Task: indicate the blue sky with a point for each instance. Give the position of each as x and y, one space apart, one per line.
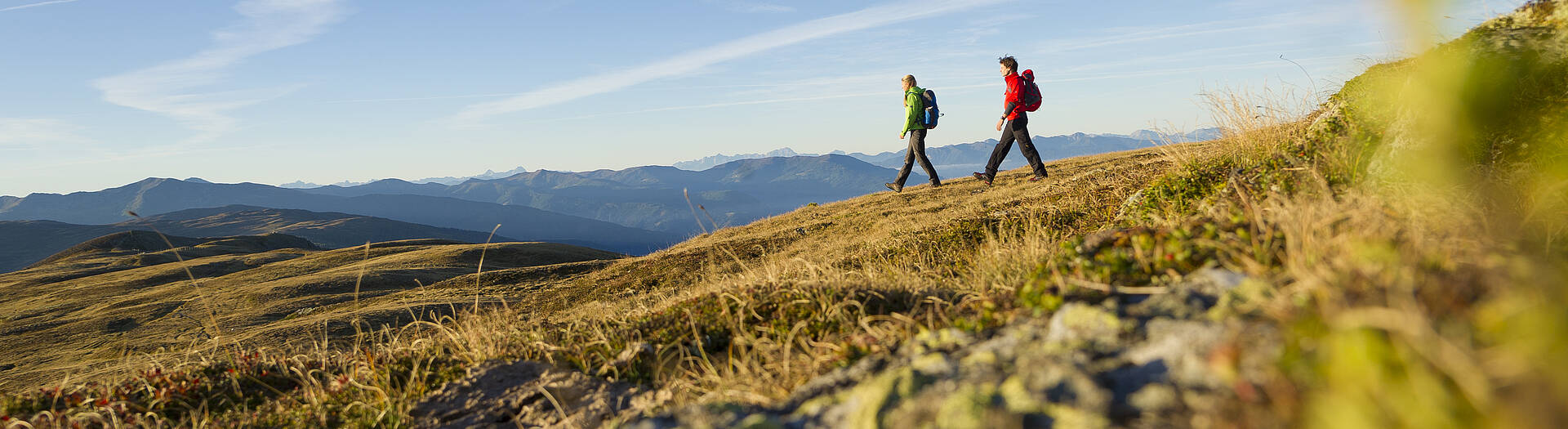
100 93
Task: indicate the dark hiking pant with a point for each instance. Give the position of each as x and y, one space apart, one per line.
1015 129
916 153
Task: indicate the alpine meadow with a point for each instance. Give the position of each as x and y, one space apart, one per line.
1387 252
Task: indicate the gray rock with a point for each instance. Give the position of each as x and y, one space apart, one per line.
529 395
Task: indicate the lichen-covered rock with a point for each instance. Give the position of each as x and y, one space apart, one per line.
1129 360
529 395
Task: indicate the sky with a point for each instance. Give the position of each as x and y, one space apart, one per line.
100 93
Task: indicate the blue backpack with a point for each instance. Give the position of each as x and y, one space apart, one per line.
932 112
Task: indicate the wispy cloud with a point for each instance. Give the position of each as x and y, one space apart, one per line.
37 132
700 59
172 88
1203 29
750 7
35 5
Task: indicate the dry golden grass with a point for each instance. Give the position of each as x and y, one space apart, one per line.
118 310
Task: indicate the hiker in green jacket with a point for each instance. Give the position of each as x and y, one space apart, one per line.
913 127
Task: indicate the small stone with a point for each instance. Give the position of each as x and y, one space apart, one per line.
1082 326
1155 398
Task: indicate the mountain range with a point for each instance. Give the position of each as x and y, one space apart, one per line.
444 180
325 230
154 195
657 197
959 161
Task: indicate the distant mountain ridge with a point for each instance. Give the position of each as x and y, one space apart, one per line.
957 161
444 180
657 197
719 159
327 230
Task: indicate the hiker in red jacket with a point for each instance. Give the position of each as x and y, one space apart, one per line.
1015 123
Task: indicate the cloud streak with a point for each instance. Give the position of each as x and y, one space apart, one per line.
35 5
172 88
695 60
37 132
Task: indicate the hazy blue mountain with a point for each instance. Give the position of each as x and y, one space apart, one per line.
719 159
959 161
1176 137
153 197
327 230
653 199
444 180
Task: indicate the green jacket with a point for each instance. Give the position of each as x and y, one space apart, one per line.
913 109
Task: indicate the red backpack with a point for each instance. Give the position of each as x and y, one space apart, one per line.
1029 93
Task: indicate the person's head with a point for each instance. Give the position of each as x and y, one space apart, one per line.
1009 65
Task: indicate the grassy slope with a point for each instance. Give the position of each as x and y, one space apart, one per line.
95 310
1375 296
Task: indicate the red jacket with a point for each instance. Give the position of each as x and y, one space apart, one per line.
1013 100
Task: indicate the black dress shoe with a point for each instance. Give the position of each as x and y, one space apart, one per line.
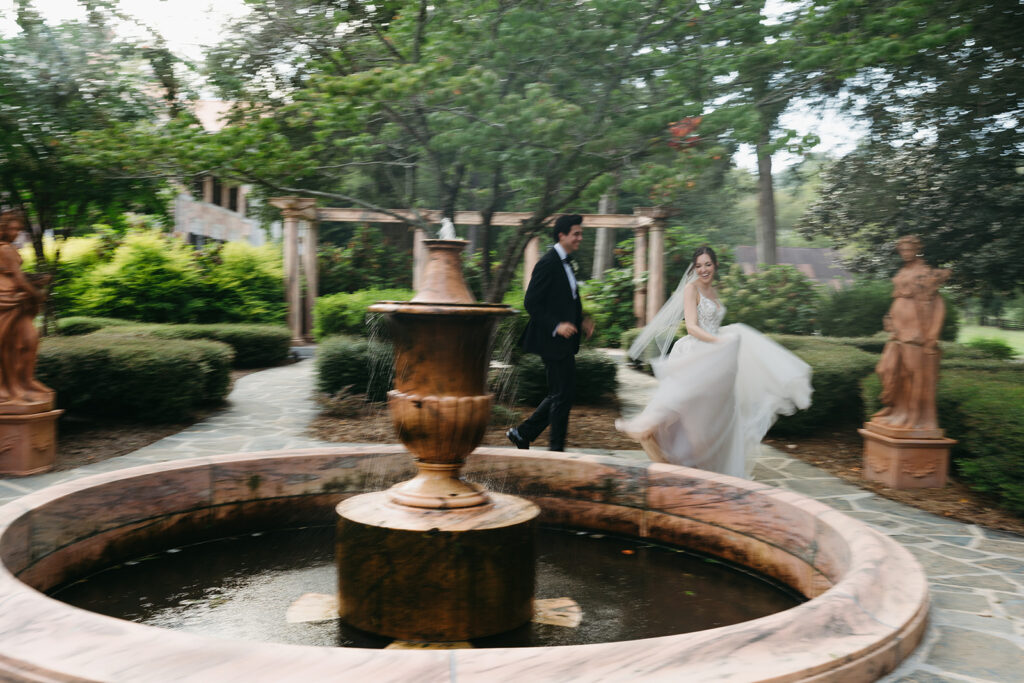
◇ ◇ ◇ ◇
Pick out each line in the items above that contains the word "rock" and copy those lines.

Task: indicate the gray rock with a point for each instance. Give the position of each as x and y, one space apart, one per line.
Task: indicate the lichen-covered rock with a point for each instance. Give the position of each as x and y, one space apart, one per line.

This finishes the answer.